Our data were consistent with previous evidence that β-HPV merely colonizes the skin. Immunosuppression and older age were associated with a higher prevalence and viral load of β-HPV, consistent with prior studies(Boxman et al., 2001; de Koning et al., 2009; Struijk et al., 2003). These phenomena likely reflected the role of the immune system and age-related immune senescence in controlling epidermal colonization with HPV rather than explaining the increased incidence of SCC in OTRs and older patients. The prevalence of HPV DNA in tape-stripped biopsies is far lower than that on the surface, further supporting a passenger role(Forslund et al., 2004). Support for β-HPV as a passenger also comes from a study of tumors from patients with xeroderma pigmentosum, in which prevalence of viral carriage increases with age and is very low in tumors from children(Luron et al., 2007). A reversed relationship in which SCC somehow results in the presence or increase of β-HPV DNA or antibodies is possible, although further investigation would be required to substantiate this.

Insertional mutagenesis is another mechanism of viral oncogenesis; this mechanism has been described for oncoretroviruses but not for DNA viruses. High-risk α-HPV types can integrate into the host genome but require continual expression of the viral E6 and E7 proteins for their oncogenic activities(Dyson et al., 1989; Scheffner et al., 1990; Werness et al., 1990). The recently described Merkel cell polyomavirus (MCV), another small DNA oncovirus, also integrates into the host genome(Feng et al., 2008), but continued expression of the MCV truncated large T antigen is similarly required for carcinogenesis(Houben et al., 2010). In contrast, there are no reports of β-HPV integration into the genome of cuSCC. The low viral loads of β-HPV in cuSCC reported here further indicate that, even if β-HPV had integrated, only at most only a small proportion of the genomes within any tumor could contain integrated β-HPV, casting doubt upon integration as a carcinogenic mechanism.

It has also been suggested that β-HPV might play a role in induction but not maintenance of cuSCC (based on higher viral load of HPV in precancerous actinic keratoses versus primary SCC, metastatic tumor, or perilesional skin(Weissenborn et al., 2005)). This may occur by interfering with cellular DNA repair or apoptosis following UV-irradiation, creating a pool of genomically unstable cells at risk of oncogenic transformation. Our study was not designed to address this hypothesis. But it should be noted that such a hypothesis would represent a substantial departure from the role played by α-HPV in mucosal SCC, and from the carcinogenic mechanisms known to be employed by other families of DNA tumor viruses in general. Therefore, the most straightforward interpretation of our data is that the sporadic and low-level presence of β-HPV genomic DNA in these tumors, unaccompanied by evidence of active viral gene expression, most likely represents colonization rather than an etiologic association.

> **Tasks to carry out**
[1] Answer these questions about the passage on β-HPV in skin cancer, one line each:
(a) Which two factors were associated with a higher prevalence and viral load of β-HPV?
(b) Continued expression of what is required for carcinogenesis by Merkel cell polyomavirus?
(c) According to Weissenborn et al., the viral load of HPV was higher in which lesions?
[2] Pick up the passage on β-HPV in skin cancer after its final sentence and continue it.

> **Study material**

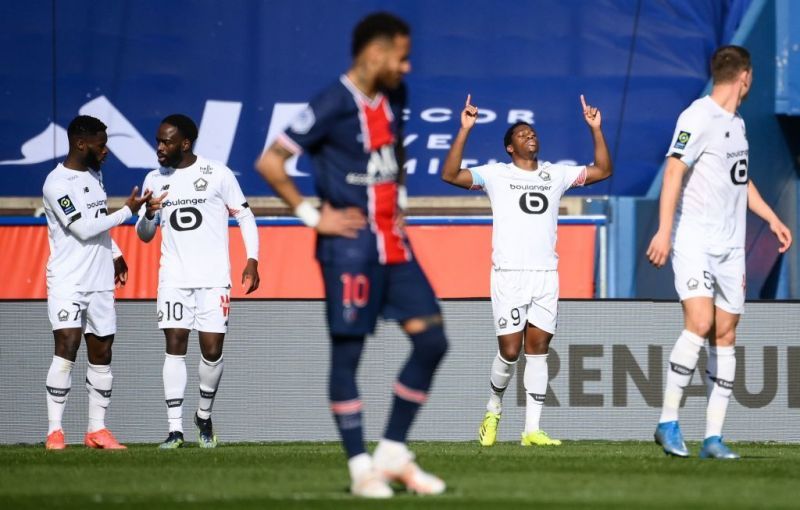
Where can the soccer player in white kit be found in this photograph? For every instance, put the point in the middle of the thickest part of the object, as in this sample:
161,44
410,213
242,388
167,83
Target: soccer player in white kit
702,216
193,198
525,195
84,266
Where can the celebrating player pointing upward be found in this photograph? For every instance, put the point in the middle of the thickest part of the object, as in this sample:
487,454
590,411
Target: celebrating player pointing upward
525,195
702,219
352,130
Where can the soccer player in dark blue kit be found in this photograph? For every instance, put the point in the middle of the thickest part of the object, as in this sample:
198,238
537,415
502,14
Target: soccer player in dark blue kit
353,132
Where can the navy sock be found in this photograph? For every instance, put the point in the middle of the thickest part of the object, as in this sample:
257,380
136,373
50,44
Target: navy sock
343,392
414,381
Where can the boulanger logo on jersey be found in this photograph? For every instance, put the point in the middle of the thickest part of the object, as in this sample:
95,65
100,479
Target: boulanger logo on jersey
533,202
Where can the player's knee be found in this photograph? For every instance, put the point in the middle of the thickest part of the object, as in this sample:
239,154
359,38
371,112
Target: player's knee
510,353
725,338
430,345
700,326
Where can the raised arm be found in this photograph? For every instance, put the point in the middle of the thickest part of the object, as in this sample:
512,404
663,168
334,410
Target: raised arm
660,245
337,222
451,170
602,167
761,209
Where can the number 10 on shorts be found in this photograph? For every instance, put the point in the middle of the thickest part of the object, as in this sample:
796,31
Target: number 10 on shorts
355,290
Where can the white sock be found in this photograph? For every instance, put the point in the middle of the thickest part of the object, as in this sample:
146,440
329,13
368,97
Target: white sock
174,375
502,372
210,374
682,362
535,379
98,384
58,384
719,378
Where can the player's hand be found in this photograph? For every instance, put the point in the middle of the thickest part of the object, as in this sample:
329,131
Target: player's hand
591,114
120,272
250,278
783,234
153,205
341,222
135,201
469,115
659,249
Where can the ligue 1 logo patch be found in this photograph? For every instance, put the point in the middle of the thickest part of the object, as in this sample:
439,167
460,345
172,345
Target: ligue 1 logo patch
66,204
683,139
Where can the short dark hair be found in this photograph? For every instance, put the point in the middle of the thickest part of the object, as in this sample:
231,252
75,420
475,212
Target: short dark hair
375,26
84,125
183,124
728,61
510,133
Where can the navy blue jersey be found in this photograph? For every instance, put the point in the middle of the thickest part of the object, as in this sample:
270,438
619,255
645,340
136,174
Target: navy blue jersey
351,139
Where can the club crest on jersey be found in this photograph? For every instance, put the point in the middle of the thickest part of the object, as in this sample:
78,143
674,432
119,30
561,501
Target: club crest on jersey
66,204
683,139
200,184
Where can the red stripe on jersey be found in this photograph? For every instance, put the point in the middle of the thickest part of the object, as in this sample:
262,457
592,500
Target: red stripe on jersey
377,124
383,216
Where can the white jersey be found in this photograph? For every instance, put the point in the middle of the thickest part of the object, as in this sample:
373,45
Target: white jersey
194,222
712,209
525,211
75,265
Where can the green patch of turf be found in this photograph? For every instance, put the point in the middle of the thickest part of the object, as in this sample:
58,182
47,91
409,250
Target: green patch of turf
578,474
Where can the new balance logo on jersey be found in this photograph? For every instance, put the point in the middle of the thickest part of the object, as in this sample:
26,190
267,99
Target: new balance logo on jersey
200,184
683,139
722,383
529,187
680,369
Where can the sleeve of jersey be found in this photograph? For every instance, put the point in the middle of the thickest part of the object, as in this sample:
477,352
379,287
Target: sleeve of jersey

> **Answer section**
[1]
(a) Immunosuppression and older age.
(b) The MCV truncated large T antigen.
(c) Precancerous actinic keratoses.

[2]
Materials and Methods

Sample Collection

All subjects provided informed consent according to procedures approved by the University of California, San Francisco Committee on Human Research and adherent to the Helsinki Guidelines. Tumor tissue was collected from patients during the course of biopsy or excision. All specimens were held for further processing until final pathology confirmed a diagnosis of cuSCC. Normal tissue was collected when surgical discard was available from postoperative reconstruction. All tissue was snap-frozen and stored on liquid nitrogen until nucleic acid extraction.

A primary cervical cancer specimen containing HPV16 was obtained from a commercial tissue bank (ILSBio, LLC, Chestertown, MD).

Nucleic Acid Isolation

Tissue samples were minced, divided, and placed in parallel extraction pathways. DNA was extracted using the QIAamp DNA Mini Kit with RNase A (Qiagen, Valencia, CA) as per manufacturer’s protocol. RNA extractions were carried out using the RNeasy Lipid Tissue Mini Kit with on-column RNase-free DNase I (Qiagen) as per manufacturer’s protocol.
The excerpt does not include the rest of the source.